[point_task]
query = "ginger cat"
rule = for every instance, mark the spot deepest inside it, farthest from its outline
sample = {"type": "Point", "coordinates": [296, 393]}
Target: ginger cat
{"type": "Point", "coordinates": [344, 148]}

■ WHAT THE TASK ASKS
Rewrite the records above with every "ginger cat" changed to "orange tabby" and nothing else altered.

■ TASK ANSWER
[point_task]
query = "orange tabby"
rule = for every instance, mark the spot deepest inside it, farthest from its outline
sample = {"type": "Point", "coordinates": [296, 393]}
Target: orange tabby
{"type": "Point", "coordinates": [344, 148]}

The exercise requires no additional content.